*** Records supplied ***

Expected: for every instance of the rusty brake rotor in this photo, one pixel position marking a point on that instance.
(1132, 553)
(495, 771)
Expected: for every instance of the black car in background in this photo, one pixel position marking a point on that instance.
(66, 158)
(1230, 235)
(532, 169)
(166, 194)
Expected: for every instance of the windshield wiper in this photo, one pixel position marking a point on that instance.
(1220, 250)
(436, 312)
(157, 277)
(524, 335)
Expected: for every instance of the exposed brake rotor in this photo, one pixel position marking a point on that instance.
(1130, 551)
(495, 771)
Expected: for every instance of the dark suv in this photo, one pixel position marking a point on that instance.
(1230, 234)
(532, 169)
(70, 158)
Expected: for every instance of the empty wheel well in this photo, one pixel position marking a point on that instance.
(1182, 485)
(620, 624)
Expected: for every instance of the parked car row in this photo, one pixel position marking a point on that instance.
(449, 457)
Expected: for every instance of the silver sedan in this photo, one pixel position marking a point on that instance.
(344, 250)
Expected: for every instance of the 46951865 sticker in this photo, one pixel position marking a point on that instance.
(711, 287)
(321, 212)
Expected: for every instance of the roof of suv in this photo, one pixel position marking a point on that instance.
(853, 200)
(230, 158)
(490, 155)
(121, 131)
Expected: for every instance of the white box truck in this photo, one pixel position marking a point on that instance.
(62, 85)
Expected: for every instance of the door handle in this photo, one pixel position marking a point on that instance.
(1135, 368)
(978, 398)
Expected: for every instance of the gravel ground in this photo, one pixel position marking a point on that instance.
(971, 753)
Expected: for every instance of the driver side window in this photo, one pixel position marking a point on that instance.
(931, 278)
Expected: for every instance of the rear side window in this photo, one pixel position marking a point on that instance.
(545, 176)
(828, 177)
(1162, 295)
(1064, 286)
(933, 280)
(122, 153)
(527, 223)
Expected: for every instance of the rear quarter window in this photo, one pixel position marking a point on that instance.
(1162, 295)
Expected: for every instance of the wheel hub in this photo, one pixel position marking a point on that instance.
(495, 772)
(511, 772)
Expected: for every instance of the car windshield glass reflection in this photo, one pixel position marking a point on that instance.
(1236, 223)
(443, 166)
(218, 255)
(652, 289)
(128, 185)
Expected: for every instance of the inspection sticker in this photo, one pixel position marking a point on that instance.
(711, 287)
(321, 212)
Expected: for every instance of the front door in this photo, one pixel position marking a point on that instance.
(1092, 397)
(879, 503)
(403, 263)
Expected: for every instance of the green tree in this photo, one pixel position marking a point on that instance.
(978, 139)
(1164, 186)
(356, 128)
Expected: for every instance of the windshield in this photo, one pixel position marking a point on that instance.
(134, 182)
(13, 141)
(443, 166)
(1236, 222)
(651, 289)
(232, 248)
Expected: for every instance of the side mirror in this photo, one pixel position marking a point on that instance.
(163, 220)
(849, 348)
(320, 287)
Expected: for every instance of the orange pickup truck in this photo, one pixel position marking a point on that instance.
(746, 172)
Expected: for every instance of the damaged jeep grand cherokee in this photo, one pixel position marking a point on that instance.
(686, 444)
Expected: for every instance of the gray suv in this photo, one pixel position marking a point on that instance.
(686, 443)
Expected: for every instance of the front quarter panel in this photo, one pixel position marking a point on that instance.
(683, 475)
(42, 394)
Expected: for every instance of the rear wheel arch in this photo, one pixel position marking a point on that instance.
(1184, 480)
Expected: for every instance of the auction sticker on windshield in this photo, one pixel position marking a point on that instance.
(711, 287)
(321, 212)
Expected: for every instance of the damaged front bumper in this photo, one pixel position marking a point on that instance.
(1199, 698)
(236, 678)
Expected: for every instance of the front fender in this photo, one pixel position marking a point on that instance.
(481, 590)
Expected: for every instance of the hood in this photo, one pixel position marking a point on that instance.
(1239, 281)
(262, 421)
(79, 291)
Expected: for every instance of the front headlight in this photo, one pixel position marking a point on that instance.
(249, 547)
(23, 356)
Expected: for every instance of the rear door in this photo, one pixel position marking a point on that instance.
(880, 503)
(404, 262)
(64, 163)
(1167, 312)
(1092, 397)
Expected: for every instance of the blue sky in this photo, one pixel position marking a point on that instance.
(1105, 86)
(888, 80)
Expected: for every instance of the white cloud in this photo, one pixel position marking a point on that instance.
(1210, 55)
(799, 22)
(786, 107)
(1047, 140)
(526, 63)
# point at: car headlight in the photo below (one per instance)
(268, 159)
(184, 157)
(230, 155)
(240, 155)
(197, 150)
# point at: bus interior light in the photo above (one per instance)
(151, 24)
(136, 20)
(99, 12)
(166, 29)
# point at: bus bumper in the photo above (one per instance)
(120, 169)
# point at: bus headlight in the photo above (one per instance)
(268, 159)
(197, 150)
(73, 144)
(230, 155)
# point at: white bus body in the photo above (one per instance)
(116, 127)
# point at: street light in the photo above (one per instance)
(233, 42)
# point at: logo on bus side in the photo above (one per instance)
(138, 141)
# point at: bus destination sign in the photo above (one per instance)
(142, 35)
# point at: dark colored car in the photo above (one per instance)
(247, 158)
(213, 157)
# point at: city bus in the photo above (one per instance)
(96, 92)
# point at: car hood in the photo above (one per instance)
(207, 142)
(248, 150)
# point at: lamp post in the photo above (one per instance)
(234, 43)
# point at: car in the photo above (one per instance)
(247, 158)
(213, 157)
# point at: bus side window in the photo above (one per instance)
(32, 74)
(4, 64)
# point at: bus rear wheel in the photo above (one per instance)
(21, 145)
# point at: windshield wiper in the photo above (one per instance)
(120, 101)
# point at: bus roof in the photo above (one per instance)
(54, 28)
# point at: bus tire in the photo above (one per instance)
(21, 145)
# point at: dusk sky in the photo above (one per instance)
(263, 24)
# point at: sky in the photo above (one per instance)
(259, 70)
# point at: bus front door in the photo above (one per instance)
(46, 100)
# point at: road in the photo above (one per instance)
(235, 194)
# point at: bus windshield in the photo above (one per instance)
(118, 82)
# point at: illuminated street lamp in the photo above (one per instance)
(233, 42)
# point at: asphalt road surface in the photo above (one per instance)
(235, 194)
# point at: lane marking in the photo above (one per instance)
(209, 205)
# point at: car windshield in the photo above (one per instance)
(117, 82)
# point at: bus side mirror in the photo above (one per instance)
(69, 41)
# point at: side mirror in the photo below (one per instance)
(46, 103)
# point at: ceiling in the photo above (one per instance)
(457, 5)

***

■ Assignment ■
The whole listing should be restated word for word.

■ Output below ■
Expected: for every instance of the rusty brake rotor in this photo, one pixel position marking a point on that instance.
(1132, 553)
(495, 771)
Expected: for every instance of the black car in background in this photo, one pixel position marking a point on that instance.
(66, 158)
(1230, 235)
(532, 169)
(166, 194)
Expected: for every instance of the windshield wiper in this photo, one pixel position marking a point on that instance.
(1220, 250)
(436, 312)
(157, 277)
(524, 335)
Expected: for every instance of the exposed brake rotor in this photo, one pixel position marking a point on that instance.
(1130, 551)
(495, 771)
Expected: for every instance of the dark suv in this photo, one pixel position marking a point on that instance.
(1230, 234)
(532, 169)
(70, 158)
Expected: for every instance of the empty wheel well in this photo, one pixel position marking a point on that instance.
(1182, 485)
(620, 624)
Expected: for every instance of the parked car row in this photo, one pixel position marking a point on that instance.
(449, 457)
Expected: for every instance of the silver sedan in this photo, one pixel position marking a point on that instance.
(344, 250)
Expected: for every instance of the 46951865 sticker in this photo, one pixel position marking a point on that instance.
(711, 287)
(321, 212)
Expected: for every instance of the roof of suv in this photo, one pixel position marking a point on that instance.
(853, 200)
(230, 158)
(490, 155)
(121, 131)
Expected: for every instance of the white box truck in this photo, one pixel position marking a point on that instance.
(62, 85)
Expected: for every instance of the door handle in this photo, one pixel position marking a point on that instance.
(1135, 368)
(978, 398)
Expected: for every instance of the gravel ground in this photo, one pixel position marking a point on that instance.
(971, 753)
Expected: for every instance of the driver side window in this photo, one pixel position marking a point on that instance.
(931, 278)
Expected: for every instance of the rear side window in this photo, one pixel position marking a point on that instance.
(545, 176)
(828, 177)
(1162, 295)
(1064, 286)
(933, 280)
(122, 153)
(527, 223)
Expected: for every instance of the rear quarter window in this photo, one pixel position marking a point on that instance.
(1162, 295)
Expected: for every instance of the wheel hub in this photo, one pixel position marking a point on that instance.
(495, 772)
(511, 772)
Expected: for every instance of the car windshield glass reflection in this photo, one pixel position marking a point on that instance.
(1236, 223)
(443, 166)
(218, 255)
(652, 289)
(128, 185)
Expected: for every instance of the inspection sticker in this photo, one pixel position marking a point on that instance.
(711, 287)
(321, 212)
Expected: for every instance of the front door in this photo, one pixel position marking a point on that instance.
(1092, 397)
(879, 503)
(403, 263)
Expected: for every instance of the green tree in this photo, one pixel position marking a point on that instance.
(978, 139)
(1164, 186)
(356, 128)
Expected: for every instance of the windshield in this photo, one pixel position marking a point on that instance.
(134, 182)
(13, 141)
(443, 166)
(1236, 222)
(651, 289)
(232, 248)
Expected: for every instance of the side mirror in this photo, one pixel position marking a point on that instance.
(163, 220)
(849, 348)
(320, 287)
Expected: for every instance of the orange pickup truck in this photo, one pixel position marking a point on that instance.
(746, 172)
Expected: for every instance of the damaged jeep grand cherokee in this photo, one pixel position marking a point on that instance.
(686, 444)
Expected: for every instance of the gray suv in this photo, one pixel position marking a point on that instance.
(686, 443)
Expected: for every instance of the front quarter panel in this photo, one pixel position marking a point on that instance.
(683, 475)
(42, 394)
Expected: for every instance of the rear wheel arch in this photo, one pixel position marking a point on that instance.
(1184, 480)
Expected: for every instance of the auction sticker on windshield in this photo, one pixel position marking a point on that instance.
(711, 287)
(321, 212)
Expected: for every instance of the damaged front bumper in this photo, one pixel position marking a point on that instance.
(1199, 698)
(236, 678)
Expected: for every instance of the front fender in this photo, one pixel position marking a point on that instance.
(481, 590)
Expected: for every instance of the hood in this photo, one pixel position marking a point on that instance.
(1239, 281)
(262, 421)
(79, 291)
Expected: for every instance of the front headlight in this photo, one pixel position marking a point on that instance.
(249, 547)
(23, 356)
Expected: for every instance of the rear door in this photo, one pixel position marking a point on that instance.
(880, 503)
(404, 262)
(64, 163)
(1167, 312)
(1092, 397)
Expected: for every instance of the blue sky in this photo, one pixel position marking a point on that instance.
(1105, 86)
(888, 80)
Expected: for every instance of the white cloud in this photo, one pixel position marking a point on that instance.
(1210, 55)
(799, 22)
(786, 107)
(1047, 140)
(526, 63)
# point at: car headlight in the photo below (one per instance)
(268, 159)
(184, 157)
(230, 155)
(240, 155)
(197, 150)
# point at: bus interior light in the photo above (one per instance)
(151, 24)
(136, 20)
(99, 12)
(166, 29)
# point at: bus bumper in the photo above (one per instance)
(120, 169)
# point at: bus headlight in the photo above (one per instance)
(268, 159)
(197, 150)
(73, 144)
(230, 155)
# point at: white bus body in the photo above (one per instance)
(116, 127)
# point at: street light in the photo above (one per instance)
(233, 42)
# point at: logo on bus side in the photo above (one per instance)
(138, 141)
# point at: bus destination sign in the photo above (one per instance)
(142, 35)
# point at: dark colored car in the photo above (one per instance)
(247, 158)
(213, 157)
# point at: city bus in the photo above (one per instance)
(96, 92)
# point at: car hood in the photo above (one per instance)
(207, 142)
(248, 150)
# point at: lamp post in the photo above (one per instance)
(234, 43)
# point at: car in the photo above (one per instance)
(247, 158)
(213, 157)
# point at: bus side window in the photo above (one per instance)
(32, 74)
(4, 64)
# point at: bus rear wheel in the photo above (one per instance)
(21, 145)
# point at: windshield wiper in the photo above (one per instance)
(120, 101)
# point at: bus roof in the photo above (one per instance)
(54, 28)
# point at: bus tire in the photo above (one per instance)
(21, 145)
# point at: dusk sky in the photo above (one per instance)
(263, 24)
# point at: sky in the photo above (one per instance)
(259, 70)
# point at: bus front door in the photo above (one per instance)
(46, 100)
# point at: road in the photo above (one per instance)
(235, 194)
# point at: bus windshield in the photo above (one per instance)
(118, 82)
# point at: illuminated street lamp in the photo above (one per instance)
(233, 42)
# point at: asphalt road surface in the photo above (one per instance)
(235, 194)
# point at: lane marking in the photo above (one per instance)
(209, 205)
# point at: car windshield in the photo above (one per instance)
(117, 82)
# point at: bus side mirror in the photo above (one per instance)
(69, 41)
# point at: side mirror in the photo below (one per instance)
(46, 103)
# point at: ceiling in the photo above (one per instance)
(457, 5)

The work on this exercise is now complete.